» Problem: Please reproduce exactly, and only, the lines from the one with "# for every instance of the boy's sleeve, drop" through the last line of the listing below, both ends included, leaving out the pictures.

-*-

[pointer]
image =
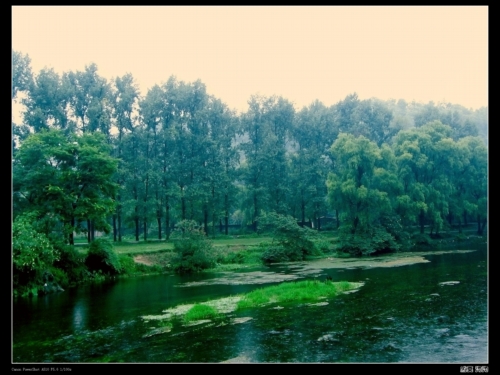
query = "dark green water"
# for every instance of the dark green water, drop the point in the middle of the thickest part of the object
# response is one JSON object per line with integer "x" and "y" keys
{"x": 401, "y": 314}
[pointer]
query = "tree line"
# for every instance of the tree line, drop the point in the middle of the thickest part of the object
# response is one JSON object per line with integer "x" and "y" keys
{"x": 92, "y": 154}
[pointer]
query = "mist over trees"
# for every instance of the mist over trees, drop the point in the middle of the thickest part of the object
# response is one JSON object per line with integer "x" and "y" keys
{"x": 94, "y": 155}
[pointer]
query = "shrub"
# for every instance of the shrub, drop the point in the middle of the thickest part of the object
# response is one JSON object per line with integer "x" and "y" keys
{"x": 290, "y": 241}
{"x": 370, "y": 241}
{"x": 101, "y": 257}
{"x": 194, "y": 251}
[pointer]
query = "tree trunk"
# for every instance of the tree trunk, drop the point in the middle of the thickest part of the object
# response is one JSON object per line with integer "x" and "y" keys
{"x": 167, "y": 220}
{"x": 88, "y": 231}
{"x": 355, "y": 225}
{"x": 158, "y": 219}
{"x": 205, "y": 221}
{"x": 119, "y": 225}
{"x": 226, "y": 217}
{"x": 71, "y": 237}
{"x": 303, "y": 211}
{"x": 136, "y": 221}
{"x": 255, "y": 211}
{"x": 114, "y": 228}
{"x": 183, "y": 206}
{"x": 421, "y": 219}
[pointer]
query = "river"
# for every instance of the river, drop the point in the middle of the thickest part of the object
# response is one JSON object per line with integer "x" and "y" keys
{"x": 419, "y": 307}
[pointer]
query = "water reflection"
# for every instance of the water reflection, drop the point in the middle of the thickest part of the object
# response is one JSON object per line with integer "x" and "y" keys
{"x": 411, "y": 313}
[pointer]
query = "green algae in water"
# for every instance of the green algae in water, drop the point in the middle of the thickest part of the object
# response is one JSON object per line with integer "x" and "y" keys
{"x": 199, "y": 312}
{"x": 300, "y": 291}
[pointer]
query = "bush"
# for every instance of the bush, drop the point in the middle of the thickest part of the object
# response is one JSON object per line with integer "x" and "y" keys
{"x": 32, "y": 255}
{"x": 200, "y": 311}
{"x": 422, "y": 239}
{"x": 371, "y": 241}
{"x": 101, "y": 257}
{"x": 290, "y": 241}
{"x": 194, "y": 251}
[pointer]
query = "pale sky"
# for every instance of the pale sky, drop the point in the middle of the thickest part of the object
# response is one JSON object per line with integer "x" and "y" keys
{"x": 299, "y": 53}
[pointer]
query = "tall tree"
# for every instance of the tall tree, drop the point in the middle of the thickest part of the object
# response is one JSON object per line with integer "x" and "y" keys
{"x": 64, "y": 179}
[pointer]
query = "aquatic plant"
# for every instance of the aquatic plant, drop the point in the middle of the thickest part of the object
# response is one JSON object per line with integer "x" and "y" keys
{"x": 299, "y": 291}
{"x": 200, "y": 311}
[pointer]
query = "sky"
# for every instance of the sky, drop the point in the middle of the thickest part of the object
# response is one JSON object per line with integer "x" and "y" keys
{"x": 303, "y": 54}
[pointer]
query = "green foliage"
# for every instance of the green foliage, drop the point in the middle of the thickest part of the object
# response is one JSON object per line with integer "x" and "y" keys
{"x": 300, "y": 291}
{"x": 102, "y": 257}
{"x": 200, "y": 311}
{"x": 66, "y": 179}
{"x": 194, "y": 251}
{"x": 367, "y": 241}
{"x": 422, "y": 239}
{"x": 290, "y": 241}
{"x": 32, "y": 253}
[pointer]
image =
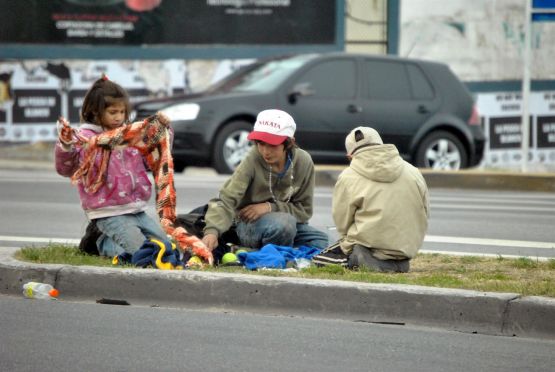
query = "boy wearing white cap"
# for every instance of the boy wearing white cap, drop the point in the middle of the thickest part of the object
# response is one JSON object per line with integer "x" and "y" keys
{"x": 380, "y": 207}
{"x": 269, "y": 196}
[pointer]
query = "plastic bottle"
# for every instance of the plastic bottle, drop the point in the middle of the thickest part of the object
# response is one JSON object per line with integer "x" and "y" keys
{"x": 40, "y": 291}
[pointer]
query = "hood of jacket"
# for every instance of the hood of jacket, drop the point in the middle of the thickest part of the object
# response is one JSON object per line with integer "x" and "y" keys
{"x": 379, "y": 163}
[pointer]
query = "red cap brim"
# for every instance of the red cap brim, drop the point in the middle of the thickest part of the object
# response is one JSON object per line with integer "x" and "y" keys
{"x": 271, "y": 139}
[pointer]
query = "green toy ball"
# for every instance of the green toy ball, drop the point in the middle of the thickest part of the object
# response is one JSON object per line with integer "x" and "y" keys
{"x": 229, "y": 258}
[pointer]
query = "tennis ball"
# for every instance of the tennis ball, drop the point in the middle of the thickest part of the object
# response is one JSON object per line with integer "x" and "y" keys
{"x": 194, "y": 261}
{"x": 229, "y": 258}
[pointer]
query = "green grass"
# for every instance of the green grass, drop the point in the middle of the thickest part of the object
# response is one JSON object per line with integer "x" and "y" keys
{"x": 524, "y": 276}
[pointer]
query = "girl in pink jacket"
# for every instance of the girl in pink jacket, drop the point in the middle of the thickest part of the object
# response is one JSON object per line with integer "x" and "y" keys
{"x": 116, "y": 210}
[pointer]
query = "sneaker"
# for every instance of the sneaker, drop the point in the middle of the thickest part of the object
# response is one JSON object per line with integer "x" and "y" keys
{"x": 332, "y": 255}
{"x": 87, "y": 245}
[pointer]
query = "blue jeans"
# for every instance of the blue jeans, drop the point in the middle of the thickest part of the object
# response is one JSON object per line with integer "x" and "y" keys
{"x": 280, "y": 229}
{"x": 126, "y": 233}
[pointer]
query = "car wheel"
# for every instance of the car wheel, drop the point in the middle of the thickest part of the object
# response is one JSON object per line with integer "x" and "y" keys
{"x": 231, "y": 146}
{"x": 441, "y": 150}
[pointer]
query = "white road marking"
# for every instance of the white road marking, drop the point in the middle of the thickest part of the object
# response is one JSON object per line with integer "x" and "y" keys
{"x": 491, "y": 255}
{"x": 490, "y": 242}
{"x": 30, "y": 239}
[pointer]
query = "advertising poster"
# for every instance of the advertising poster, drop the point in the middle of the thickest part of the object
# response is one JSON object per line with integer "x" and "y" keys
{"x": 502, "y": 117}
{"x": 167, "y": 22}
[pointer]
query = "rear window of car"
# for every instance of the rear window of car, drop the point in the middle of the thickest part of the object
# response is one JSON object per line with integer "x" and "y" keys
{"x": 387, "y": 80}
{"x": 331, "y": 79}
{"x": 421, "y": 87}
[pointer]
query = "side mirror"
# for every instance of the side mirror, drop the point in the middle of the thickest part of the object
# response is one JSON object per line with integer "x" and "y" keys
{"x": 300, "y": 90}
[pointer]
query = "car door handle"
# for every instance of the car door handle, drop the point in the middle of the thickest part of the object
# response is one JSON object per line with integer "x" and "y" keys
{"x": 353, "y": 109}
{"x": 423, "y": 109}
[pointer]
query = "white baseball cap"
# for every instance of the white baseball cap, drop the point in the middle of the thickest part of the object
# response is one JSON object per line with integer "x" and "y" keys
{"x": 273, "y": 127}
{"x": 361, "y": 136}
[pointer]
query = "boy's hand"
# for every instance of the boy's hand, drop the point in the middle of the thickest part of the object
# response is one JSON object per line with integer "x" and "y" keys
{"x": 211, "y": 241}
{"x": 253, "y": 212}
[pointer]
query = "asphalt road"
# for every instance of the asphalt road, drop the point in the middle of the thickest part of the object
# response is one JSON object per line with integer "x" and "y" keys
{"x": 39, "y": 206}
{"x": 65, "y": 336}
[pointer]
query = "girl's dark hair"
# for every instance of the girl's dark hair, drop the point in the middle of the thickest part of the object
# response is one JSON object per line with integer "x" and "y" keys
{"x": 289, "y": 143}
{"x": 101, "y": 95}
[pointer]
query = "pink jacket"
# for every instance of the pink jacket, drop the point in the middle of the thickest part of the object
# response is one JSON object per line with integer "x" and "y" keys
{"x": 127, "y": 187}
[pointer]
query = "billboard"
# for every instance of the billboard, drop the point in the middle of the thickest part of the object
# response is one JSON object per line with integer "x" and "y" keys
{"x": 168, "y": 22}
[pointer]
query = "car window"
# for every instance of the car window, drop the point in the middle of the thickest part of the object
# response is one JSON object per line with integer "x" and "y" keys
{"x": 421, "y": 87}
{"x": 331, "y": 79}
{"x": 268, "y": 76}
{"x": 387, "y": 80}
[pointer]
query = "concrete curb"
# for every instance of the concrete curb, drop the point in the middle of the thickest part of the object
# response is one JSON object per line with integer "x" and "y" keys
{"x": 462, "y": 310}
{"x": 464, "y": 179}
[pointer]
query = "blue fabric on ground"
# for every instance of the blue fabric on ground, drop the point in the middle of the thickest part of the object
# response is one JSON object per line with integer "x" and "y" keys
{"x": 275, "y": 256}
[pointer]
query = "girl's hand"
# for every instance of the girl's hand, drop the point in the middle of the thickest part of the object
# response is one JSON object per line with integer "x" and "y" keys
{"x": 65, "y": 132}
{"x": 253, "y": 212}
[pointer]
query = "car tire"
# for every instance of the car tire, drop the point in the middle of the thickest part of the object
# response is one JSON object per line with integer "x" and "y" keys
{"x": 441, "y": 150}
{"x": 231, "y": 146}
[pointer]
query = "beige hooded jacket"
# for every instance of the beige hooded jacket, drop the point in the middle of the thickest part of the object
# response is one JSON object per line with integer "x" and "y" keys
{"x": 381, "y": 202}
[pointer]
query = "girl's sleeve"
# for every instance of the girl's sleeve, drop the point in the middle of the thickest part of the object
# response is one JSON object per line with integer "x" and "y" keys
{"x": 66, "y": 160}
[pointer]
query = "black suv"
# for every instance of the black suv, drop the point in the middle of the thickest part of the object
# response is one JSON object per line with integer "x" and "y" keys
{"x": 419, "y": 106}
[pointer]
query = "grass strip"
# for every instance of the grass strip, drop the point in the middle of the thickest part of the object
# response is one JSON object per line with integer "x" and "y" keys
{"x": 525, "y": 276}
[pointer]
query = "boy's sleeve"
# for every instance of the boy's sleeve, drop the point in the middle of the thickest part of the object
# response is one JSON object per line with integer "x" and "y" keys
{"x": 221, "y": 211}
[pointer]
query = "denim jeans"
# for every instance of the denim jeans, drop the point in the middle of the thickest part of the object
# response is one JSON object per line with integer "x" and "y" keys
{"x": 280, "y": 229}
{"x": 126, "y": 233}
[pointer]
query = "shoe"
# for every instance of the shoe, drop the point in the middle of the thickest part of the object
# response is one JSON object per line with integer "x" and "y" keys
{"x": 87, "y": 245}
{"x": 403, "y": 266}
{"x": 332, "y": 255}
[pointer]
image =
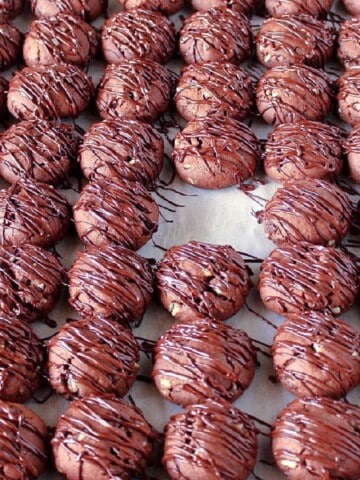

-*-

» Worked solution:
# for every instance of the boy's sleeve, drop the point in the middle of the thickest part of the object
# response is one JSON object per line with integer "x" and "y" keys
{"x": 221, "y": 211}
[pointer]
query = "denim jeans"
# for every instance of the denim jeans, drop the point in the middle of the thickest part of the object
# response is one JSON object per line with integer "x" and "y" keys
{"x": 280, "y": 229}
{"x": 126, "y": 233}
[pointer]
query = "shoe"
# for every instance of the shoe, drop the point in the middle of the thickest part of the object
# response is one JSON object per line with integer "x" and "y" keys
{"x": 87, "y": 245}
{"x": 403, "y": 266}
{"x": 332, "y": 255}
[pointer]
image =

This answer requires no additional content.